───── PASSAGE PROVIDED ─────
Yes, SF is "1" when ~SF is true.

"setns" is interested in the sign flag, SF. If SF is 1, it sets the byte value to 0, otherwise it sets it to 1. "setne" does exactly the same thing, except that it inspects the zero flag (ZF), not the sign flag.


Question:

The proram uses " movzbl " instruction to fill the high order bytes of the register after the "set" instruction. What is the meaning of changing bit expression of destination register according to the condtional code? Does it mean that the destination register will have either 0x00000000 or 0x000000ff?

Answer:

Since the set instruction only sets the low-order byte of the 4-byte register, the value other bytes is indeterminate. The "movzbl" instruction moves 1 bytes and zeros everything else. As a reuslt, it can be used to initialize the other bytes of the 4 byte destination register to 0.


Thursday, January 30, 2002

Question:

In leal operator, it has two operands - first is the form of memory reference and second is the name of register.

Answer:

Yes, this sounds correct. But, let me repeat it back to you, just to make double-sure.
  • The first operand is the source. The second operand is the destination

  • The first operand operand takes the form of a "scaled, indexed operand", Displacement (Base, Index, scalar), where the result is equal to (Base + (Scalar *Index) + Displacement)

  • This can be used, for example, to compute the address of some element within an array. For example if we have an array of integers begging at address Arr, the address of the fifth element could be named, (Arr, 5, 4). Since the size of an integer is 4 bytes, the 5th element is located 20 bytes past Arr or (Arr + 4*5).

  • Since this instruction just generates a number, but does not dereference it as an address, it can actually be used for simple computation. Any expression of the form (Base + (Scalar *Index)) + Displacement) can be computed this way. The result is simply stored in the destination register.

  • Please note that a displacement of 0 is assumed, if it is not specified. Similarly, a scalar of 1 is assumed, if not specified.

  • In other words, it works just like a movl, except it doesn't dereference the result. Instead, it sticks the result directly into the destination register.


Question:

It means that in the leal operand, (%ebp) means a address of memory?

Answer:

With leal, the second operand must be the name of a register, for example, "%eax". It is not leagal for the second operand, the destination, to be an indirect reference to memory via a register. For example, "(%eax)" is not a legal destination for leal.

For the first operand, something like "(%eax)" is legal, but it doesn't do what you might expect -- at least if you're expecting similar semantics to movl. Instead, it just uses the value of "%eax" -- it does not dereference it to get the value at the named memory location. Remember, this instruction loads an address, not memory.


Question:

Given, "leal (%edx, %ebx), %eax", %edx and %ebx have values and the values are memory address?
───── RAW DATA ─────
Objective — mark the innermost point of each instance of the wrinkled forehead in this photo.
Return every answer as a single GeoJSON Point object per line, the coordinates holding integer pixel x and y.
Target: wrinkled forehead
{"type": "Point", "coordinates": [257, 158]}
─────
# GIVEN INSTRUCTION 1
Restate the paragraph beginning "For the first operand, something like" from the assembly notes above as a short bulleted list, keeping its main facts.
# GIVEN INSTRUCTION 2
Summarize the assembly notes above in two sentences.
# GIVEN INSTRUCTION 3
Go on with the assembly notes from the point where they stop.

# RESULT 1
- An operand like "(%eax)" is legal as the first operand of leal.
- It does not behave as it would with movl.
- leal uses the value of "%eax" itself and does not dereference it to get the value at that memory location.
- The instruction loads an address, not memory.

# RESULT 2
A set instruction writes only the low-order byte of a register, so movzbl is used afterward to move that one byte and zero the other bytes of the 4-byte destination. The leal instruction computes Base + (Scalar * Index) + Displacement from its first operand and stores that result directly in a destination register without dereferencing it as an address, which lets it handle simple arithmetic as well as array addresses.

# RESULT 3
Answer:

Maybe, maybe not. The leal instruction doesn't care. Instead, it just "crunches the numbers". This instruction was designed to play with addresses, but in practice, it is much more flexible. In the example above, where "%edx" holds the value of "a" and "%ebx" holds the value of "b", we don't know the type of the result. If "a" and "b" are pointers, the result will be an address. If "a" and "b" are ints, the result will be an "int" (Although, note that overflow doesn't qork quite right if you use leal to add, instead of addl)


Question:

Given, "leal (%edx, %ebx), %eax", %eax will have a memory address decided by %edx + %ebx ?

Answer:

"%eax" will hold the result of adding "%edx" and "%ebx". The type of the result, be it a pointer (addresss), int, etc, depend on the types of the operands. Assembly isn't strongly typed -- it does what you ask with whatever you give it. In this case, "%eax = %edx + %ebx"


Question:

How does "leal(%edx, %ebx)" do actual arithmatic calculation with only memory addresses?

Answer:

Keep in mind here that assemly is not really typed. "leal" just sees the bits in the registers. Adding an int is much the same as adding an address. It just crunches the numbers. It is copletely up to the programmer to interprete the meaning of the result.


Thursday, January 24, 2002

Question:

Regarding unsigned and two's complement integers, why is UMax = 2 * TMax + 1?

Answer:

In Two's complement encoding, for positive numbers the MSB must be a zero since it acts as the sign bit. Therefore you lose the 2^(w-1) numbers you can represent using the MSB. That's why:

UMax = TMax + 2^(w-1) = 2 * TMax + 1


Question:

I am not sure how casting works. For an unsigned integer, is the sign extension bit 0 regardless of the MSB.

Answer:

When extending a number from a short to an int, or from a int to a long, the key is to preserve the value. For unsigned numbers, we may just use a 0 as the extension bit regardless of the MSB. However for signed numbers, the sign extension bit is the MSB. Therefore for negative numbers where the MSB is 1, the sign extension bit is 1. Otherwise consider what would happen if you just extend a short negative number to an int with a 0 sign extension bit. Then our new MSB would be 0, and we converted a neg. number to a positive number in extending it.


Saturday, January 19, 2002

Question:

I'm currently registered for one recitation and would like to attend another. I have a course confliuct. What should I do?

Answer:

We currently have a big space crunch right now. All fo the recitations are full with long waiting lists. We are going to try to load balance these and admit as many people as we can during the first recitation -- one week from Monday.

We will also talk about this at our Monday evening staff meeting. Ideally, we'll develop an electronic way for you to communicate your recitation preference to us prior to Monday's recitation.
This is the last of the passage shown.